Problem description: Reproduce the material below word for word.

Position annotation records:
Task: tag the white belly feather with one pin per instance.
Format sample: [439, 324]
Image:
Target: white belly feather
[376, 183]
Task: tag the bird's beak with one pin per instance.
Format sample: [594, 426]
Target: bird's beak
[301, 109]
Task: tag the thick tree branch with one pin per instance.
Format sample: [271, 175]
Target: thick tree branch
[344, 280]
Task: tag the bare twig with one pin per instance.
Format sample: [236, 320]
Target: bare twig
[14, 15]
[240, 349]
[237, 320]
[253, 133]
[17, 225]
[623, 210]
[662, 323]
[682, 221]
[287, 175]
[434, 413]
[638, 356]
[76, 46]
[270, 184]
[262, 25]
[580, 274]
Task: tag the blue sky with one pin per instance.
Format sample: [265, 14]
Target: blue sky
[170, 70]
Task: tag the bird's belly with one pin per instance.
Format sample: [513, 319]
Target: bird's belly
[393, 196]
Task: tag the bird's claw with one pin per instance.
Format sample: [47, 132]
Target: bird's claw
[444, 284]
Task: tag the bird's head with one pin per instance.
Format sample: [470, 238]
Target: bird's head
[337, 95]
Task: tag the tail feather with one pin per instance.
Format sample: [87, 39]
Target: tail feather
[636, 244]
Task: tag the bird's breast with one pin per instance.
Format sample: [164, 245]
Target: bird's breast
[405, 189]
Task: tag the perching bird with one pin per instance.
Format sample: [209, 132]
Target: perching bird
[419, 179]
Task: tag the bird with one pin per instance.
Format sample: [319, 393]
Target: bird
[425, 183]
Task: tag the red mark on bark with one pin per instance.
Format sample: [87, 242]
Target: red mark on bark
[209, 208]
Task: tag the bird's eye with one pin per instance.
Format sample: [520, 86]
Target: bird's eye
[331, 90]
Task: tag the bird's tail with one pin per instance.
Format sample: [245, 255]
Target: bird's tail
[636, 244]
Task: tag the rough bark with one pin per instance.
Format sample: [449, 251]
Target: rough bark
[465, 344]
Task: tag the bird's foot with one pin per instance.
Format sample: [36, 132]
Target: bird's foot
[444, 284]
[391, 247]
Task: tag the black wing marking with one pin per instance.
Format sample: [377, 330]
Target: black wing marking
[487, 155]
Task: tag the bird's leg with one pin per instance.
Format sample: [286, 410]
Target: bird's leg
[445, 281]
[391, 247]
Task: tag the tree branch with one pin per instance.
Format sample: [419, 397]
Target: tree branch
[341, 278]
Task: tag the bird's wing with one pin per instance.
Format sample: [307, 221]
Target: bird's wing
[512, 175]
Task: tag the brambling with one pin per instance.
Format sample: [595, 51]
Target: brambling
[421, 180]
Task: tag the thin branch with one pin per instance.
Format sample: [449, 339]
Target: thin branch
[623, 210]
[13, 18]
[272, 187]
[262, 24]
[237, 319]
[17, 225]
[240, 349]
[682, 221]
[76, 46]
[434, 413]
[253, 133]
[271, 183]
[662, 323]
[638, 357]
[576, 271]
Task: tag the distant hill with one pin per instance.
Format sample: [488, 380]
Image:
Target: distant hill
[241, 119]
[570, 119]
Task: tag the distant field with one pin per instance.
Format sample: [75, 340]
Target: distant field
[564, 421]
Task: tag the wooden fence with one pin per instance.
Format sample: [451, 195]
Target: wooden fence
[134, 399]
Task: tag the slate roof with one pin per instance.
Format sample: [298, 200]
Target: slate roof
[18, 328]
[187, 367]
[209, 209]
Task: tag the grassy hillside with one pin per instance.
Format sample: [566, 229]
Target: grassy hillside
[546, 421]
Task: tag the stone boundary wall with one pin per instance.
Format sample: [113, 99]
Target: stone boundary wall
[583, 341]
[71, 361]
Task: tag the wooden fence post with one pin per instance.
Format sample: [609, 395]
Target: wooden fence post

Exercise result:
Task: tag the white belly feather with one pin per instance.
Format sample: [439, 324]
Image:
Target: white belly feather
[376, 183]
Task: tag the bird's beak with one pin per instance.
Format sample: [594, 426]
Target: bird's beak
[301, 109]
Task: tag the thick tree branch with one pin per instance.
Format sample: [271, 175]
Target: thick tree branch
[344, 280]
Task: tag the bare twig with one pin per instance.
Format sample: [236, 320]
Target: bare twig
[14, 15]
[240, 349]
[237, 320]
[253, 133]
[17, 225]
[623, 210]
[662, 323]
[682, 221]
[287, 175]
[434, 413]
[638, 356]
[76, 46]
[270, 184]
[262, 25]
[580, 274]
Task: tag the blue sky with one pin per instance.
Format sample: [265, 14]
Target: blue sky
[170, 70]
Task: tag the bird's belly with one pin per instance.
Format sample: [513, 319]
Target: bird's belly
[393, 196]
Task: tag the bird's claw with one pin per instance.
Format sample: [47, 132]
Target: bird's claw
[444, 284]
Task: tag the bird's head with one pin per instance.
Format sample: [470, 238]
Target: bird's head
[337, 95]
Task: tag the tail feather with one pin per instance.
Format sample: [87, 39]
Target: tail feather
[636, 244]
Task: tag the bird's breast with one pin per instance.
Format sample: [164, 245]
Target: bird's breast
[405, 189]
Task: tag the perching bird with one pin per instance.
Format sample: [209, 132]
Target: perching bird
[419, 179]
Task: tag the bird with one pin per instance.
Format sample: [319, 393]
Target: bird
[425, 183]
Task: tag the red mark on bark with one pin per instance.
Format sample: [87, 242]
Target: red mark on bark
[209, 208]
Task: tag the bird's eye with one pin per instance.
Format sample: [520, 86]
Target: bird's eye
[331, 90]
Task: tag the bird's tail with one pin per instance.
Format sample: [245, 255]
Target: bird's tail
[636, 244]
Task: tag the rough bark with one pin per instance.
Format sample: [449, 251]
Target: rough bark
[465, 344]
Task: tag the bird's foot with one pin per instance.
Format sample: [36, 132]
Target: bird's foot
[444, 284]
[391, 247]
Task: tag the black wing marking with one pin per instance.
Format sample: [377, 330]
Target: black wing marking
[487, 155]
Task: tag the bird's leg with one pin per instance.
Format sample: [286, 410]
Target: bird's leg
[445, 281]
[391, 247]
Task: tag the tree branch with one pin per instance.
Format sample: [419, 397]
Target: tree branch
[341, 278]
Task: tag the bird's wing with one pin per instance.
Format sample: [307, 221]
Target: bird's wing
[512, 175]
Task: tag the brambling with one pin per instance.
Format sample: [595, 51]
Target: brambling
[421, 180]
Task: tag the thin branch with one pin per instance.
Format sample: [449, 339]
Target: thin branch
[623, 210]
[13, 18]
[272, 187]
[262, 24]
[237, 319]
[17, 225]
[240, 349]
[682, 221]
[76, 46]
[434, 413]
[253, 133]
[271, 183]
[662, 323]
[638, 357]
[576, 271]
Task: tag the distant hill with one pin per instance.
Format sample: [488, 380]
Image:
Target: distant hill
[241, 119]
[570, 119]
Task: tag the distant field with one pin per instance.
Format sample: [75, 340]
Target: distant field
[564, 421]
Task: tag the wooden fence with one pin per instance.
Format sample: [451, 195]
Target: wooden fence
[134, 399]
Task: tag the slate roof with one pin per instance.
Format sample: [298, 200]
Target: slate roof
[18, 328]
[187, 367]
[209, 209]
Task: tag the grassy hillside with one pin per instance.
Format sample: [566, 229]
Target: grassy hillside
[546, 421]
Task: tag the stone boundary wall with one pin per instance.
Format sample: [113, 99]
Target: stone boundary wall
[583, 341]
[71, 361]
Task: tag the wooden fence post with one pin per instance.
Format sample: [609, 395]
Target: wooden fence post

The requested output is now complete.